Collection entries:

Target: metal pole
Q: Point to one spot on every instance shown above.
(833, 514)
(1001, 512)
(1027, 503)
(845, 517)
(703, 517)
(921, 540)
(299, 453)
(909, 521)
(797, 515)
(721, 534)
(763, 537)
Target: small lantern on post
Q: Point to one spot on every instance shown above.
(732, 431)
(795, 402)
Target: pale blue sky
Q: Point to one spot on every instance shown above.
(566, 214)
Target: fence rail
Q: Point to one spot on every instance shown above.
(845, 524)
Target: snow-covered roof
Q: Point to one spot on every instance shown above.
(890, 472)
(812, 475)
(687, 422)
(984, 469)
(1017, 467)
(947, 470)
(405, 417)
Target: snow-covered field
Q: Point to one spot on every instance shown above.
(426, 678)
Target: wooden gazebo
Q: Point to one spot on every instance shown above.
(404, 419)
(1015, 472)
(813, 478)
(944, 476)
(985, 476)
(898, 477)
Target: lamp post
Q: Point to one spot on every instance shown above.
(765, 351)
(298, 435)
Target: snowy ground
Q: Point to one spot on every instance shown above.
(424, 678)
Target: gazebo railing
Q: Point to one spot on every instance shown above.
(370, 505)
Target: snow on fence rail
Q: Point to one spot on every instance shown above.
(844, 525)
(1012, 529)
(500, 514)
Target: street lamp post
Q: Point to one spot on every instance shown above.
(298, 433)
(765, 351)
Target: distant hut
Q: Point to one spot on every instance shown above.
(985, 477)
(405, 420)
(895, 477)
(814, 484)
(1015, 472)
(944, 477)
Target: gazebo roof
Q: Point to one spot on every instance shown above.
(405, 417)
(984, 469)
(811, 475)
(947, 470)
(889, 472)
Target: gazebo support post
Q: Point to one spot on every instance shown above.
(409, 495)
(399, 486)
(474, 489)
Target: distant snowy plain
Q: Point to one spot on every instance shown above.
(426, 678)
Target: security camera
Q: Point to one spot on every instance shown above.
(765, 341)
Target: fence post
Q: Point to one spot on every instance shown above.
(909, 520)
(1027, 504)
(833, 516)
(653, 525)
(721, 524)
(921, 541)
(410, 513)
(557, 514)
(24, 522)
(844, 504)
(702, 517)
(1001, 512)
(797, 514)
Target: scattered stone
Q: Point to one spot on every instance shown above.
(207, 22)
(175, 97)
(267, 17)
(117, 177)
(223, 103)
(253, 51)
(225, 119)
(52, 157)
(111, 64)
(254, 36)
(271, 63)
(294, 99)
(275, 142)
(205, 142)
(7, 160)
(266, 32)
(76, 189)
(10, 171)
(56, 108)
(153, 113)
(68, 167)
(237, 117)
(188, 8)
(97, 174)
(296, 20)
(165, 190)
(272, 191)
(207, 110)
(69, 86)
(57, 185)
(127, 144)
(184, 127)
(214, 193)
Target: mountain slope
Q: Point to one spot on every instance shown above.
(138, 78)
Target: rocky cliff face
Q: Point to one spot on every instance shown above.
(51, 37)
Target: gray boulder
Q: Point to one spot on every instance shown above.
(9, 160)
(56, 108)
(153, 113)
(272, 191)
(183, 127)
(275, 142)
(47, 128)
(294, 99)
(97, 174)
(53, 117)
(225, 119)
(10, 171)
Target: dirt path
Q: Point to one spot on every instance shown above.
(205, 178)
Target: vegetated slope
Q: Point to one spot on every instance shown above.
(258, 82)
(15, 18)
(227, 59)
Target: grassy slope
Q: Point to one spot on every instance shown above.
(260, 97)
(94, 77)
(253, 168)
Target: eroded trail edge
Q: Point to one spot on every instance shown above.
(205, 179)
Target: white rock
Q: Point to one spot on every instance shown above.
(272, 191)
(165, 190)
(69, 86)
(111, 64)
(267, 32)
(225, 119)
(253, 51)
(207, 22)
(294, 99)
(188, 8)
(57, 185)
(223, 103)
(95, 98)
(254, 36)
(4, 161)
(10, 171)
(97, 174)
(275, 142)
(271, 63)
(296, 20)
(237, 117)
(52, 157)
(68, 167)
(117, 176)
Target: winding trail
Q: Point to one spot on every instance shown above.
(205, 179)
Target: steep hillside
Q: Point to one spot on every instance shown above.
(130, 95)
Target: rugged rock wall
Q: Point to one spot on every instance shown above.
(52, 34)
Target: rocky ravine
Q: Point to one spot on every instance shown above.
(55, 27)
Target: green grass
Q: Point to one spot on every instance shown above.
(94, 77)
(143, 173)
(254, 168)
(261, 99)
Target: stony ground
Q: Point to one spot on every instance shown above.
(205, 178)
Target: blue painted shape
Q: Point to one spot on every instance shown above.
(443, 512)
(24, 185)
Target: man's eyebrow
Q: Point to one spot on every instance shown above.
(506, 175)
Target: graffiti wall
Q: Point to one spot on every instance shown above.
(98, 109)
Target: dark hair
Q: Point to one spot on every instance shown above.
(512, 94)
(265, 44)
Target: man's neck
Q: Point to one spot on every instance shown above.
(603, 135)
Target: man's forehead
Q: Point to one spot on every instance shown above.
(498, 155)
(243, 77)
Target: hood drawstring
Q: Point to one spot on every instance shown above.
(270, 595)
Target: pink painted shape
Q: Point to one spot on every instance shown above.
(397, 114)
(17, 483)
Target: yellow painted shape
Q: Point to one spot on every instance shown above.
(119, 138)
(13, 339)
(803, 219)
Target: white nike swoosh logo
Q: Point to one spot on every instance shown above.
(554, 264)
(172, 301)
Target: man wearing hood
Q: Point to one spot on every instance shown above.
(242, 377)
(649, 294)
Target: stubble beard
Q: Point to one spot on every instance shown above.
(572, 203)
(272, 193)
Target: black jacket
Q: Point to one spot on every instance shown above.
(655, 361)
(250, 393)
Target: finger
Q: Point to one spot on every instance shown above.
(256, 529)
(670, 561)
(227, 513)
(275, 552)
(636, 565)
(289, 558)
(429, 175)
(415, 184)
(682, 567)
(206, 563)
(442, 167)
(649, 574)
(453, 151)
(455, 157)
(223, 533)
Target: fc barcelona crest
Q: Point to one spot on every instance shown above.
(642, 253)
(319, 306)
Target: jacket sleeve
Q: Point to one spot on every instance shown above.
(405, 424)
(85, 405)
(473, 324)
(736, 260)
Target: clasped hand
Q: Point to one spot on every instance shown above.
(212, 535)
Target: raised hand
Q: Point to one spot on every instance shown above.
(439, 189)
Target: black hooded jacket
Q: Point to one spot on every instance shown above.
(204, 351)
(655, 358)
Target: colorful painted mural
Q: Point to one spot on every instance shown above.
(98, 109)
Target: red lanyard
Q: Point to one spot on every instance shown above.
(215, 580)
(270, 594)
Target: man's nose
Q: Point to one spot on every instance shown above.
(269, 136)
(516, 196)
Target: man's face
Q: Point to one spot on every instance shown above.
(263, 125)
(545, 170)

### [TASK GOAL]
Produce an exact copy of all the records.

### [EXERCISE SOLUTION]
Target: metal pole
Q: Point to one spot on every instance shown above.
(833, 514)
(1001, 512)
(1027, 503)
(845, 517)
(703, 517)
(921, 540)
(299, 453)
(909, 521)
(797, 515)
(721, 534)
(763, 537)
Target: small lantern on post
Q: Point to one spot on every instance shown above.
(732, 431)
(795, 402)
Target: pale blue sky
Q: Point to one spot on every instance shown above.
(566, 214)
Target: fence rail
Q: Point to one spot on every instance shown above.
(845, 524)
Target: snow-covered roof
Q: Point to one spot on every instance shown above.
(890, 472)
(812, 475)
(687, 422)
(984, 469)
(1017, 467)
(947, 470)
(405, 417)
Target: snow-covered field
Q: Point to one spot on every instance shown above.
(426, 678)
Target: wooden gazebo
Q: Point to one spot on every instance shown above.
(404, 419)
(1015, 472)
(813, 478)
(944, 476)
(985, 476)
(898, 477)
Target: lamp post
Q: Point to one spot on every instance shown above.
(765, 351)
(298, 435)
Target: snowy ground
Q: Point to one spot on every instance shown above.
(424, 678)
Target: gazebo railing
Q: Point to one spot on every instance shown above.
(370, 505)
Target: snow on fence rail
Q: Point to one spot on every instance shown above.
(844, 525)
(1012, 529)
(500, 514)
Target: street lamp post
Q: Point to one spot on every instance shown above.
(298, 433)
(765, 351)
Target: distant hut
Q: Point to one spot on every instance shown above.
(985, 477)
(405, 420)
(895, 477)
(814, 484)
(1015, 472)
(944, 477)
Target: gazebo roof
Q: Point to one spot on every instance shown above.
(405, 417)
(984, 469)
(811, 475)
(947, 470)
(889, 472)
Target: gazebo support post
Q: Point to one spot on every instance shown above.
(409, 495)
(399, 486)
(474, 489)
Target: distant snowy plain
Q: Point to one spot on every instance shown above.
(426, 678)
Target: security camera
Q: Point to one spot on every instance shown above.
(765, 341)
Target: fence post
Q: Point to one spot on every instance shown above.
(909, 520)
(1027, 504)
(833, 516)
(653, 525)
(721, 524)
(921, 541)
(410, 513)
(557, 514)
(24, 522)
(844, 504)
(702, 517)
(1001, 512)
(797, 514)
Target: scattered stone
Q: Point to one spot on every instance shown above.
(207, 22)
(175, 97)
(267, 17)
(117, 177)
(223, 103)
(253, 51)
(225, 119)
(52, 157)
(111, 64)
(254, 36)
(271, 63)
(294, 99)
(275, 142)
(205, 142)
(7, 160)
(266, 32)
(76, 189)
(10, 171)
(56, 108)
(153, 113)
(68, 167)
(237, 117)
(188, 8)
(97, 174)
(296, 20)
(165, 190)
(272, 191)
(207, 110)
(69, 86)
(57, 185)
(127, 144)
(184, 127)
(214, 193)
Target: mountain slope
Q: Point to one spot on every instance shown above.
(138, 78)
Target: rocky cliff face
Q: Point to one spot on every instance shown above.
(51, 37)
Target: gray boulder
Q: Point to one spot on every instance shown above.
(9, 160)
(56, 108)
(153, 113)
(272, 191)
(183, 127)
(275, 142)
(47, 128)
(294, 99)
(97, 174)
(53, 117)
(225, 119)
(10, 171)
Target: dirt path
Q: Point to one spot on every instance shown above.
(205, 178)
Target: vegetated slope
Q: Point to one spot on every instance shown above.
(258, 82)
(15, 18)
(227, 59)
Target: grassy slope
Q: Point to one spot on every instance shown above.
(260, 97)
(94, 77)
(253, 168)
Target: eroded trail edge
Q: Point to one spot on every instance shown above.
(205, 179)
Target: white rock
Q: Point to one spot on every instance shown above.
(272, 191)
(165, 190)
(69, 86)
(111, 64)
(267, 32)
(225, 119)
(253, 51)
(207, 22)
(294, 99)
(188, 8)
(57, 185)
(223, 103)
(95, 98)
(254, 36)
(4, 161)
(10, 171)
(97, 174)
(275, 142)
(271, 63)
(296, 20)
(237, 117)
(52, 157)
(68, 167)
(117, 176)
Target: winding trail
Q: Point to one spot on every instance shown above.
(205, 179)
Target: steep hillside
Q: Point to one spot on every instance shown above.
(130, 95)
Target: rugged rock wall
Q: Point to one spot on every instance shown above.
(52, 34)
Target: rocky ravine
Q: Point to one spot on every instance shown above.
(55, 27)
Target: green grass
Q: Point to one spot on every instance shown above.
(94, 77)
(143, 173)
(254, 168)
(261, 99)
Target: stony ground
Q: Point to one spot on every instance shown above.
(205, 178)
Target: blue painted shape
Q: Point to one spot on every instance shown above.
(443, 512)
(24, 185)
Target: man's eyebrow
Q: Point to one spot on every instance shown above.
(506, 175)
Target: graffiti wall
Q: Point to one spot on every instance shown above.
(98, 109)
Target: dark hair
Q: Point to one spot on every instance shown above.
(512, 94)
(265, 44)
Target: man's neck
Q: Point to one spot on every instance shown above.
(603, 135)
Target: man's forehead
Q: Point to one spot on every instance shown above.
(498, 155)
(243, 77)
Target: hood drawstring
Q: Point to one spot on every instance shown above.
(270, 595)
Target: pink painted shape
Q: Point to one spot on every instance shown above.
(397, 114)
(17, 483)
Target: yellow painted shape
Q: Point to one spot on every instance shown above.
(119, 138)
(13, 339)
(803, 219)
Target: white nike swoosh logo
Q: Point to one spot on every instance shown above.
(554, 264)
(172, 301)
Target: man wearing hood
Q: Point to one spot on every instance shown above.
(242, 377)
(649, 294)
Target: stubble beard
Q: Point to one spot on every instance shown above.
(572, 203)
(272, 193)
Target: black jacket
Q: Point to one spot on every instance shown above.
(655, 361)
(250, 393)
Target: finger
Q: Point to one spot on every instance shown above.
(256, 529)
(670, 561)
(227, 513)
(275, 552)
(636, 565)
(289, 558)
(429, 175)
(415, 184)
(682, 567)
(206, 563)
(442, 167)
(649, 574)
(453, 151)
(455, 157)
(223, 533)
Target: fc barcelona crest
Q: Point to one spot on every instance shown above.
(642, 253)
(319, 306)
Target: jacket sleeve
Q: Point to one spot on every instance shown above.
(405, 424)
(85, 405)
(473, 324)
(736, 260)
Target: clasped hand
Q: Point to one spot on every instance shown above.
(212, 535)
Target: raised hand
Q: Point to one spot on every instance shown above.
(439, 189)
Target: black hooded jacket
Q: Point to one spot on every instance shown above.
(204, 351)
(655, 358)
Target: colorful painted mural
Q: Point to one spot on every instance shown above.
(98, 109)
Target: red lanyard
Q: Point to one spot on every instance shown above.
(215, 580)
(270, 594)
Target: man's nose
Q: Point to one spot on every instance shown above.
(269, 136)
(516, 196)
Target: man's face
Q: Point to one spot on every instance shown above.
(263, 125)
(545, 170)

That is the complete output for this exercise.